Stored data
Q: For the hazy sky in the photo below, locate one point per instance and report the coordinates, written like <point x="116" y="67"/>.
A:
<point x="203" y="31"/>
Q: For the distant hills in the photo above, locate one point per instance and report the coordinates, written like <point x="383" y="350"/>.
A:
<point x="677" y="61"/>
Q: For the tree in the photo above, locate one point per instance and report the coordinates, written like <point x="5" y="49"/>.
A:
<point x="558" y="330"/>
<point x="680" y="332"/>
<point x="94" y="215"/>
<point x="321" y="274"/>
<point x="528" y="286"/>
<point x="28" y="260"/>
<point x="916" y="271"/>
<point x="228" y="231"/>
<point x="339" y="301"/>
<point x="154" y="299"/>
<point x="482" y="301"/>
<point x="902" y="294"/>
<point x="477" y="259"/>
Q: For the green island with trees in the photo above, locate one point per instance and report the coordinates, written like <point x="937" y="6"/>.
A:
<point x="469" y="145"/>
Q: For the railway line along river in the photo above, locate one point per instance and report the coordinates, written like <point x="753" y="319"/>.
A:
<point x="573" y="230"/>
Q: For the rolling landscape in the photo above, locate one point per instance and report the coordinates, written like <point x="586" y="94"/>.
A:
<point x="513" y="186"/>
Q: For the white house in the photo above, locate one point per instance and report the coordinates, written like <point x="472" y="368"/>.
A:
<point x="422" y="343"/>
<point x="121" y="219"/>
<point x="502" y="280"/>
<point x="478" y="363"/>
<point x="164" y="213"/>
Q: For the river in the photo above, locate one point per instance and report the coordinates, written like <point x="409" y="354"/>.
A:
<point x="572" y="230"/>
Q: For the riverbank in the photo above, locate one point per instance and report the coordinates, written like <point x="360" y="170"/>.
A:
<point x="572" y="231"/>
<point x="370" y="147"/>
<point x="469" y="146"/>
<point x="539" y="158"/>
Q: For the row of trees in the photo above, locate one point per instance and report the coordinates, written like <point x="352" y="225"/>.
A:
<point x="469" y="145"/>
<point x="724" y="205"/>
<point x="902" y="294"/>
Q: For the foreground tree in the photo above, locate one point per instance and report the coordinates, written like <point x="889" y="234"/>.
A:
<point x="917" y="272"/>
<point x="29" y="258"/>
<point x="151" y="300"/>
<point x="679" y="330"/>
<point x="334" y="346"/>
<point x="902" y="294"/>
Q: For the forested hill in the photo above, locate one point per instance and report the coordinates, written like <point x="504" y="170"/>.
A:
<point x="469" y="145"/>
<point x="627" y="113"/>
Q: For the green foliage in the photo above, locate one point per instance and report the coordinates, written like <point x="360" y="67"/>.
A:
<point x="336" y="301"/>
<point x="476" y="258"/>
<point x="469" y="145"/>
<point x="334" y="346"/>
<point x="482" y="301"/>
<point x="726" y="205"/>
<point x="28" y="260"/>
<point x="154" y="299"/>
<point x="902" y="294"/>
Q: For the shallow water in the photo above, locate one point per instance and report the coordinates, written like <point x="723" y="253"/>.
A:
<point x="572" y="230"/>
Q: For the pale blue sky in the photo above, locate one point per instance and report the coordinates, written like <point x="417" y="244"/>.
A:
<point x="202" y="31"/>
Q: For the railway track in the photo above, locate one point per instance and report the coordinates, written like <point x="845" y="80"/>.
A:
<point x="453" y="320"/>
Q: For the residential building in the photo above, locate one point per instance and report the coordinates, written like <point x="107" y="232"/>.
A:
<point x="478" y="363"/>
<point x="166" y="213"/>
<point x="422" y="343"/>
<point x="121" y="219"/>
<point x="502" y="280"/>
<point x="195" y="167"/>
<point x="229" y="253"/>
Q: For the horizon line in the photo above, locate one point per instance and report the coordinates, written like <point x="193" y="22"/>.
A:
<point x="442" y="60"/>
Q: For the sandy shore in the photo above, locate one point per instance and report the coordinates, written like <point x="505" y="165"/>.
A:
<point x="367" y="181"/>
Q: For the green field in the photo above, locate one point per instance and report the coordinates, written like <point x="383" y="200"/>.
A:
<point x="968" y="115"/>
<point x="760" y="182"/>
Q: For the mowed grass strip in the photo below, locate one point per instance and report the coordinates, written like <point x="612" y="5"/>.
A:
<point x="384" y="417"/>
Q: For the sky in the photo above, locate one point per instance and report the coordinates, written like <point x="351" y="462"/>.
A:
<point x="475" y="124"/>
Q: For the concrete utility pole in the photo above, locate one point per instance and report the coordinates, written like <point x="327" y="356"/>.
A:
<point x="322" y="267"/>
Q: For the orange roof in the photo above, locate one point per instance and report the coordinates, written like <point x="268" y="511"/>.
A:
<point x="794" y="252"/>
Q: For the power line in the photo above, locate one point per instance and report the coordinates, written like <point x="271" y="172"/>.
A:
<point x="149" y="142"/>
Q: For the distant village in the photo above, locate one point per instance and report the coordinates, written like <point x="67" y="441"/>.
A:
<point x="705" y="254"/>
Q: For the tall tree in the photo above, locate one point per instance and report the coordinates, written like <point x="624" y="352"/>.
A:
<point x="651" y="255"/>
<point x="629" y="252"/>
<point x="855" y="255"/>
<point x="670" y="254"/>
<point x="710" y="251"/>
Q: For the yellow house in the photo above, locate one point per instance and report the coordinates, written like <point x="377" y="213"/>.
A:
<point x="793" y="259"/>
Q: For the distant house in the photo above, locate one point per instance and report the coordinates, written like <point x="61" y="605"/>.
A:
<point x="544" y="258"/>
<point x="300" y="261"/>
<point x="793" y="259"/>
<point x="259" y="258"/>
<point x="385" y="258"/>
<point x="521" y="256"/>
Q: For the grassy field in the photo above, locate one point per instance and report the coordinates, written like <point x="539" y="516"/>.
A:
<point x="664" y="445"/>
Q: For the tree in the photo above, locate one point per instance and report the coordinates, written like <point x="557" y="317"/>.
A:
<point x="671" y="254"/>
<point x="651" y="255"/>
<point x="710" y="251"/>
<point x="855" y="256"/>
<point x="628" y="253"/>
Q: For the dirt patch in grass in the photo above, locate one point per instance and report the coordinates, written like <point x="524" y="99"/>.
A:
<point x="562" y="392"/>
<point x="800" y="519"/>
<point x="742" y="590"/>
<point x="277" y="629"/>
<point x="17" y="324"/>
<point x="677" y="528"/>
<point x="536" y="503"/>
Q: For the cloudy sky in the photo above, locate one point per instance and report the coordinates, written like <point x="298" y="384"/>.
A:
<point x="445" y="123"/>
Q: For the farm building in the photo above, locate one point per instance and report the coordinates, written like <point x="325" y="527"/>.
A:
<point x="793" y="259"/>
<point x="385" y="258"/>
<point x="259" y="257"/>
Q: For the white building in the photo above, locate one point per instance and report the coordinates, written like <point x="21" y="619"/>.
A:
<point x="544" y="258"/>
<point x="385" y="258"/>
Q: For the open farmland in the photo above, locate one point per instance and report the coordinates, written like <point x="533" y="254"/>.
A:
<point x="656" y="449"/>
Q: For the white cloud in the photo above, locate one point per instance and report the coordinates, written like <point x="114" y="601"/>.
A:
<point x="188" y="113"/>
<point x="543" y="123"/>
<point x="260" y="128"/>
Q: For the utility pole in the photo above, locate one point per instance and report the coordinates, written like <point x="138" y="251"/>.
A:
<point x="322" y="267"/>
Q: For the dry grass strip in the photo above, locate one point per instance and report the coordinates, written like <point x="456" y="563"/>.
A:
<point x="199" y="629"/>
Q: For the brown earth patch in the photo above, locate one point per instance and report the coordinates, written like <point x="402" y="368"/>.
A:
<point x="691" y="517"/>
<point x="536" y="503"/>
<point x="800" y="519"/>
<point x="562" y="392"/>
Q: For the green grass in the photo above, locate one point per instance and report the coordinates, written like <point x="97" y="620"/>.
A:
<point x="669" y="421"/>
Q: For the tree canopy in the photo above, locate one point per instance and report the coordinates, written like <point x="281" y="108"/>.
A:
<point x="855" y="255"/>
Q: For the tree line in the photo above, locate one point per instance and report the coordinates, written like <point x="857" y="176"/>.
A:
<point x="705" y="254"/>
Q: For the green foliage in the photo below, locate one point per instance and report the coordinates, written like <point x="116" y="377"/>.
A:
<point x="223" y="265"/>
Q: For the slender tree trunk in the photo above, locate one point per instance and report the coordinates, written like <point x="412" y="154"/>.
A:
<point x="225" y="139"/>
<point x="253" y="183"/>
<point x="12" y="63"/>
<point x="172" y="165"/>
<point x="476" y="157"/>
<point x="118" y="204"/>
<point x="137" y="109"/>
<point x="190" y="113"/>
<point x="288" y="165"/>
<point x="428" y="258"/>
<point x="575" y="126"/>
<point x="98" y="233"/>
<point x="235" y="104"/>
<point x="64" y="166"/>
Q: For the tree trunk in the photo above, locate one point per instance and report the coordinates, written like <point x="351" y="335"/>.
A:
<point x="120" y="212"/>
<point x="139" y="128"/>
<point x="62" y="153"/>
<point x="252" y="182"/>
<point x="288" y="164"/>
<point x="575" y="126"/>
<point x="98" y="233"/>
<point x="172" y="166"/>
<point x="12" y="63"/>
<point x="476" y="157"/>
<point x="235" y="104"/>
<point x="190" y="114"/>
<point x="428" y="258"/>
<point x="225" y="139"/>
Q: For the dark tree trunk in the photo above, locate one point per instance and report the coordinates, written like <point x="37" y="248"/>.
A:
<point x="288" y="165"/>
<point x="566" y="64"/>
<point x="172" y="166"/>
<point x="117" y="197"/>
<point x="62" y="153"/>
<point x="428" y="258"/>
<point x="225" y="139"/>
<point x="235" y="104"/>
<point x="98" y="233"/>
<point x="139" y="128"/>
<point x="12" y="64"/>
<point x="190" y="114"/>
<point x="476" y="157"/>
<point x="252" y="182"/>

Task instructions:
Please report every line in the entries above that holds the string "strip".

Exercise output:
Q: For the mowed grass strip in the photo below, locate one point per instance and report the coordinates, written like <point x="612" y="5"/>.
Q: For the dry grass strip in the photo above, locate one point per instance and report the coordinates, written like <point x="456" y="563"/>.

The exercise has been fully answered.